### Page extract
There are also other issues here - if you use a random IMEI generator, you might pick one which is on the global blacklist (which was designed for when phones are reported stolen) which will obviously cause bad things. Or, you might chance upon an IMEI which is currently in use, something which will also throw up a huge red flag in their system (or just bring the whole thing down). Finally, you’d actually need to be able to change that kind of thing on the modem module - I can’t imagine that many manufacturers allow this.
All that said, I still think that it would be a pretty neat thing to have.
IMSI changing… that would absolutely require the co-operation of your telecoms provider. I did have a little wall of text written up here (in short, each IMSI has its own encryption key, you can’t get that key out of the SIM card, you’d have to ask your telecoms provider for a whole array of IMSIs each with their own key), but after thinking about it a bit and discovering the existence of something called “remote SIM provisioning”, I don’t really know what to say here.

### Given information
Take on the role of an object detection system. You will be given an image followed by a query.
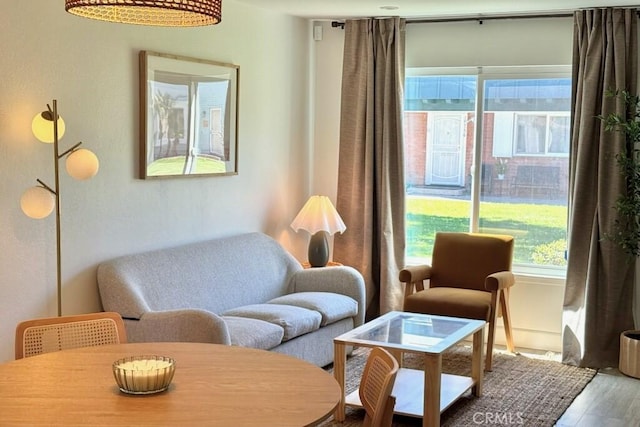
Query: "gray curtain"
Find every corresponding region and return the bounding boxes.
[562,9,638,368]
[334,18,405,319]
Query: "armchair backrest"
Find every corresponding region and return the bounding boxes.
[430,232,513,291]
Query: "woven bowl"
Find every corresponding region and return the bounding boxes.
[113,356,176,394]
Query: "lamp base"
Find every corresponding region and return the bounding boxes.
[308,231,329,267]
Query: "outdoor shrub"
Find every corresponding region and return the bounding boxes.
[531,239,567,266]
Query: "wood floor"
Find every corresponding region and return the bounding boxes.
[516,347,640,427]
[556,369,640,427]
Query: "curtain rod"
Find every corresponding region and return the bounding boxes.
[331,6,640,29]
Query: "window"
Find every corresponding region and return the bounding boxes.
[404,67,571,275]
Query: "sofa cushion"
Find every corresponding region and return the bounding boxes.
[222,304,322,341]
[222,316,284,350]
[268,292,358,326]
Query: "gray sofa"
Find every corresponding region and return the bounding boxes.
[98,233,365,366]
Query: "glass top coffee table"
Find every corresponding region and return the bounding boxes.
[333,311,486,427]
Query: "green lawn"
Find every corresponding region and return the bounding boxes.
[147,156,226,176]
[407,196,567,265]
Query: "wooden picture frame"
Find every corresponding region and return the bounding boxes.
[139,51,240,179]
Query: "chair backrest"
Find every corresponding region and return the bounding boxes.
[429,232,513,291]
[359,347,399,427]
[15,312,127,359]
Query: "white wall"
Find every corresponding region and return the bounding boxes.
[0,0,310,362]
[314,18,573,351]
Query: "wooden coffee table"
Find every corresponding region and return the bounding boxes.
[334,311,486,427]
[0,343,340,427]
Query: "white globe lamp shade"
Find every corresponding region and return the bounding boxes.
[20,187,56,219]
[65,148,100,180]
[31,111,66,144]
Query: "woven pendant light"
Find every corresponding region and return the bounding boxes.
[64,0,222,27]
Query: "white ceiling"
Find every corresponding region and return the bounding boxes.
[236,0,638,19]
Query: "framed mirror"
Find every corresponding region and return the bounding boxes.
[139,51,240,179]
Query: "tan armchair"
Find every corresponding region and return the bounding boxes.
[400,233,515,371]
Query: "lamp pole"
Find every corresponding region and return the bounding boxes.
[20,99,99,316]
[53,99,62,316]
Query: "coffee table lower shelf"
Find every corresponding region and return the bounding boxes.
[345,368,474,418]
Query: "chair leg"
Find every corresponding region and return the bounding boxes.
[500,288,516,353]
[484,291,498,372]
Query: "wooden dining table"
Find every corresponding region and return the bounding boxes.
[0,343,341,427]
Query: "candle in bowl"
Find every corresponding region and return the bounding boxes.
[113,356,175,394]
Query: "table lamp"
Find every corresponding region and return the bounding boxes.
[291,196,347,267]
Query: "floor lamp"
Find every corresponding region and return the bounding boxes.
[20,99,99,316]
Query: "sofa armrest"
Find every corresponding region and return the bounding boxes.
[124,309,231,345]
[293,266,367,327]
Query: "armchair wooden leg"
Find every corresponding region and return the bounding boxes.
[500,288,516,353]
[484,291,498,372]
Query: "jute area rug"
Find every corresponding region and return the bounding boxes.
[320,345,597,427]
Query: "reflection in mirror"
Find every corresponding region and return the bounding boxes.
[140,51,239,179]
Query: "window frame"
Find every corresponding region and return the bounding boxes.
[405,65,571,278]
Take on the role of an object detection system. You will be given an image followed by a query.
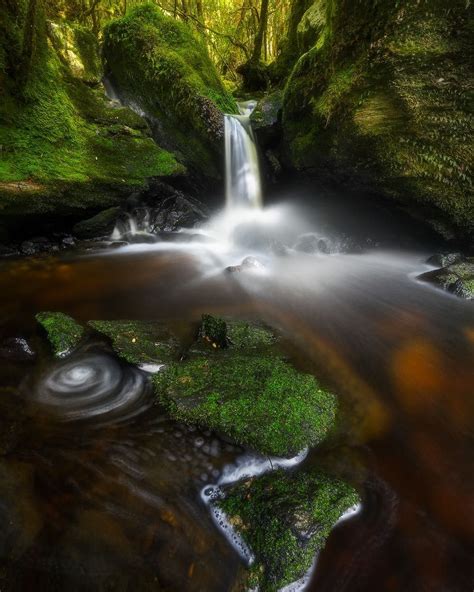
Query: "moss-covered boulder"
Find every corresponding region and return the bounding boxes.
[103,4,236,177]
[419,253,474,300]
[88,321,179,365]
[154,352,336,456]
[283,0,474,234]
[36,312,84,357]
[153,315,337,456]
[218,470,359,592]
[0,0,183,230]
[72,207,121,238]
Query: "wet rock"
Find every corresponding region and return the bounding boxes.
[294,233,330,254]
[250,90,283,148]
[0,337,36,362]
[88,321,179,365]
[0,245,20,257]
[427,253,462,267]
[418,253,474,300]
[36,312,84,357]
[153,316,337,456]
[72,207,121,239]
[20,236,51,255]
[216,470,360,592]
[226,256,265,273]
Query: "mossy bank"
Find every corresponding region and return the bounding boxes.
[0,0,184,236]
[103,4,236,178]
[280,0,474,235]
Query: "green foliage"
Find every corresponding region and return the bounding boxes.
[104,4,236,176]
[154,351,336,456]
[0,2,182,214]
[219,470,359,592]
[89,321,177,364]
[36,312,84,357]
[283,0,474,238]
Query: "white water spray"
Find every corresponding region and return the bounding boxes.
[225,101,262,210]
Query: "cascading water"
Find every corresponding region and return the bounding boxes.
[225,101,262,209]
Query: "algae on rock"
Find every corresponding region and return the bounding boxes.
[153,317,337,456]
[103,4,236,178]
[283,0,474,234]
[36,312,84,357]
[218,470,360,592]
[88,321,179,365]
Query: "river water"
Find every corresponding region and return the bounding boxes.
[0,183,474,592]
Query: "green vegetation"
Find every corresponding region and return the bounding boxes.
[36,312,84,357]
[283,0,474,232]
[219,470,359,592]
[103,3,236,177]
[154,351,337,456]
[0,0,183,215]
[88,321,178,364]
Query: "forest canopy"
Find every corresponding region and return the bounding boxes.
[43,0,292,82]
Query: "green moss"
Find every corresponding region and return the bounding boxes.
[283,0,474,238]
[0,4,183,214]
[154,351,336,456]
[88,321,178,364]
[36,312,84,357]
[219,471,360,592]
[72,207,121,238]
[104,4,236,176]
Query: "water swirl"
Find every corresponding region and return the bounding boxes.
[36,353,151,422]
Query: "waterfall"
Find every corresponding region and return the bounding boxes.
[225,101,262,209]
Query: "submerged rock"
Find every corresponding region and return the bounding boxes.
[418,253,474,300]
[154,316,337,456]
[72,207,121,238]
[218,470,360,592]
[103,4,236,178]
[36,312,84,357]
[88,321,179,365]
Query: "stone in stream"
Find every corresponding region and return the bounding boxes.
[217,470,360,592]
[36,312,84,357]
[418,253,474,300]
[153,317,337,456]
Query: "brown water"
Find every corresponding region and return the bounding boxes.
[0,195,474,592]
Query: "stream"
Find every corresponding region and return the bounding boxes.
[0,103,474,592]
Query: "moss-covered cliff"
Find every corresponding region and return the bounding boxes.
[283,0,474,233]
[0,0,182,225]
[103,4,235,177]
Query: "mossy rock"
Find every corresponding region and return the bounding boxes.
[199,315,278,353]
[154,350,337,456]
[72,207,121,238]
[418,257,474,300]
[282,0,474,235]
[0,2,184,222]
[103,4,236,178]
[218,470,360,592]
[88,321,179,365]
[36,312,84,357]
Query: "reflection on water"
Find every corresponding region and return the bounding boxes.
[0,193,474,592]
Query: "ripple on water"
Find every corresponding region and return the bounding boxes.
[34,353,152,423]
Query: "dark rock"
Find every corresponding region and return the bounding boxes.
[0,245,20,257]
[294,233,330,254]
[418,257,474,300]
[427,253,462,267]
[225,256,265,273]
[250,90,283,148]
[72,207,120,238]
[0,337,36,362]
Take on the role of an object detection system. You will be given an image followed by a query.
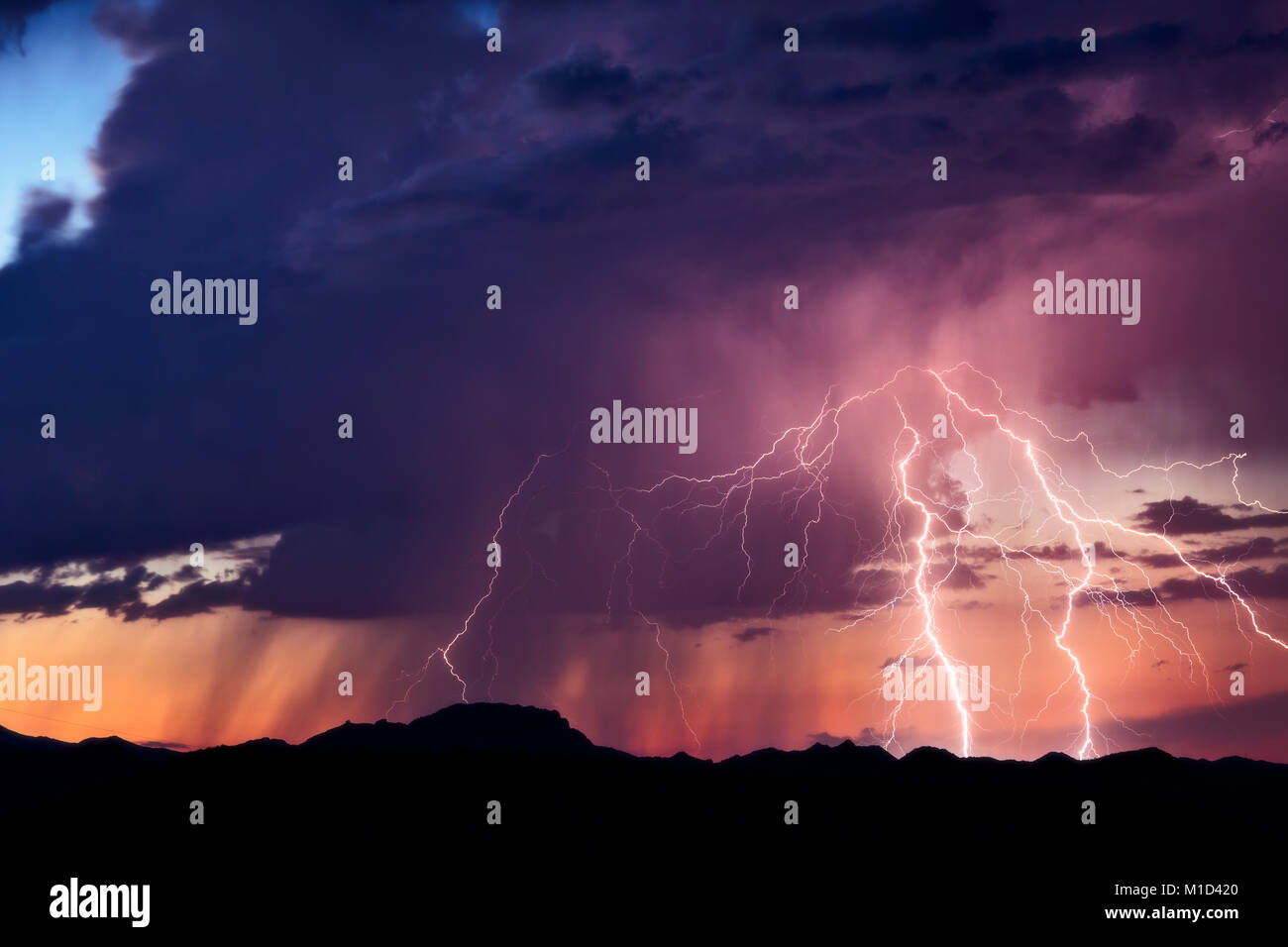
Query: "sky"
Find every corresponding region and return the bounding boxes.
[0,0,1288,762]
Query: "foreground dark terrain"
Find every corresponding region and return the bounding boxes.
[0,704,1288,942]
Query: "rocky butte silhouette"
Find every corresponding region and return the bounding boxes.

### Required actions
(1) Decide whether each statement agrees with the post on IMEI and IMSI changing: (a) a random IMEI generator might produce an IMEI on the global blacklist; (b) the writer expects most manufacturers to allow changing the IMEI on the modem module; (c) each IMSI has its own encryption key. For each, answer yes or no and quote the deciding words of the post.
(2) Reproduce the entries word for word from their first line through the line with "[308,231,329,267]", and leave out the pictures.
The post and the entries have nothing to do with each other.

### Results by task
(1)
(a) Yes: "if you use a random IMEI generator, you might pick one which is on the global blacklist"
(b) No: "I can’t imagine that many manufacturers allow this."
(c) Yes: "each IMSI has its own encryption key"

(2)
Take on the role of an object detection system. You will be given an image followed by a query.
Query: "gray curtain"
Find every corresponding region and return the bounding boxes.
[562,9,638,368]
[334,18,405,319]
Query: "armchair backrest"
Find every corresponding region and return the bounding boxes.
[430,232,513,291]
Query: "woven bowl"
Find every corresponding region and return the bounding boxes.
[113,356,176,394]
Query: "lamp base"
Find every corresponding region and return the bounding boxes.
[308,231,329,267]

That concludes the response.